→ Extract provided
________________
Muscle Loss
Your body's hormonal changes during menopause affect your muscle growth. While menopause happens around age 50, women in their 30s lose a half pound of muscle each year. Muscle mass burns more calories than fat cells do. Once created, fat cells never disappear; they wait for new food to make them expand. When your body has more fat and less muscle, your metabolism downshifts. Packing on more pounds often starts during perimenopause, the 2 to 8 years before menopause. On average, women gain about a pound a year. Losing those pounds, often gained around your waist, requires a healthy diet and an exercise plan.
Americans spend at least $40 billion a year on diets and weight-loss products. Many dieters steadily regain the weight, and it's confusing to sort through all of the nutritionists' advice.
Eating Healthier
Dietitians often suggest healthy lifestyle changes, rather than following a one-diet-fits-all-menopausal-women plan. With a few changes to your eating habits, you can take about a pound off each week and keep it off. By eating less processed foods and adding more natural ingredients, such as whole grains, fruits and vegetables, you can drop those extra pounds.
Mayo Clinic dietitians say that if you're limiting calories to 2,000 per day, you should get 45 to 65 percent from carbohydrates. Carbs include whole grains, beans and nutrition-packed fruits. If you're perimenopausal and don't like to exercise much, though, limit yourself to 1,800 calories a day. If you eat less than that, you won't get the vitamins and minerals you need. Be sure to drink skim and low-fat milk or eat low-fat yogurt and cheeses for calcium, because menopause is when bones start losing their density and can break more easily.
What to Eat
Between 10 and 35 percent of your calories should come from protein. Eat more nuts, seeds, chicken, turkey and seafood, especially salmon and fish that's rich in Omega-3 oils, because they are packed with protein. Beans, lentils and soy are also rich in protein.
________________
→ Source data
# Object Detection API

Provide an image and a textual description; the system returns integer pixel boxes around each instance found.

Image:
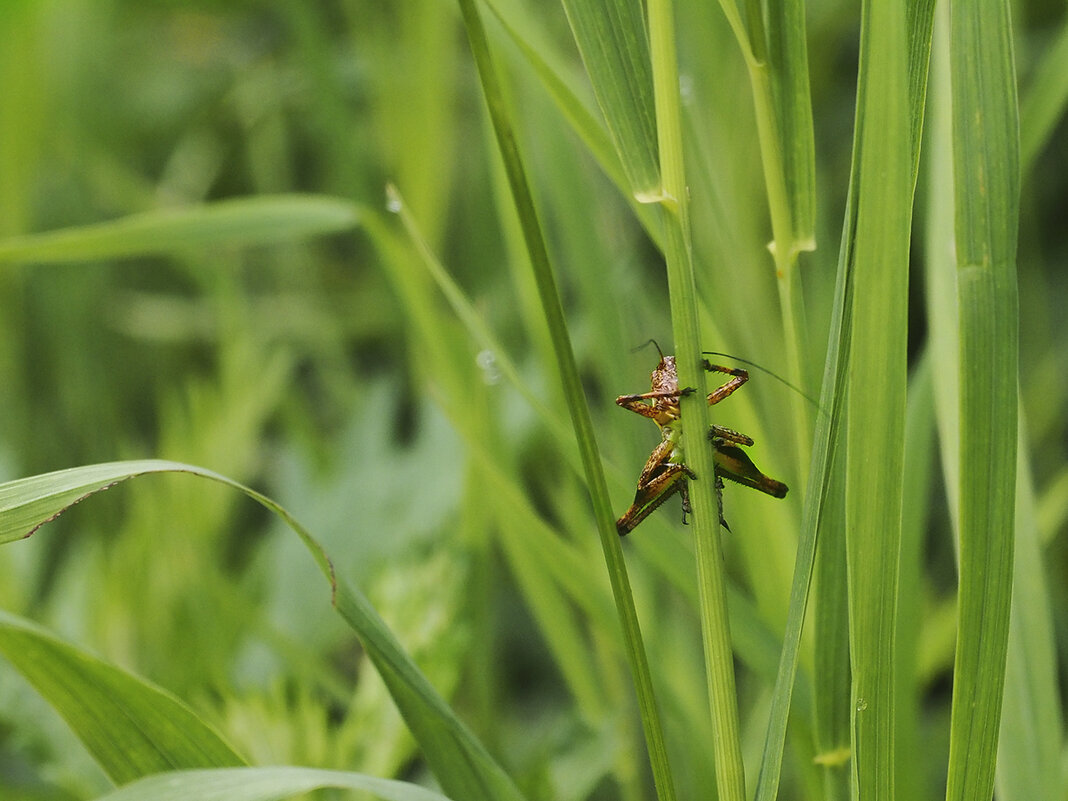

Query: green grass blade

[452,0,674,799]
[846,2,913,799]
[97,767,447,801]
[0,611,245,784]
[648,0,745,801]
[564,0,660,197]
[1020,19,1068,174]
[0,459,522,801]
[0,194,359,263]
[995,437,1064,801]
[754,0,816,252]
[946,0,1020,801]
________________
→ Tasks and exercises
[1] Decide whether each statement agrees with the passage on menopause and weight. Answer yes or no, and quote the words of the passage that settle it.
(a) Women in their 30s lose half a pound of muscle each year.
(b) Perimenopausal women who don't exercise much should limit themselves to 1,500 calories a day.
(c) Fat cells disappear once they have been created.
[2] Echo everything in the passage on menopause and weight from the words "Americans spend at" down to the words "the nutritionists' advice.", word for word.

→ Exercise responses
[1]
(a) Yes: "women in their 30s lose a half pound of muscle each year"
(b) No: "If you're perimenopausal and don't like to exercise much, though, limit yourself to 1,800 calories a day."
(c) No: "Once created, fat cells never disappear"

[2]
Americans spend at least $40 billion a year on diets and weight-loss products. Many dieters steadily regain the weight, and it's confusing to sort through all of the nutritionists' advice.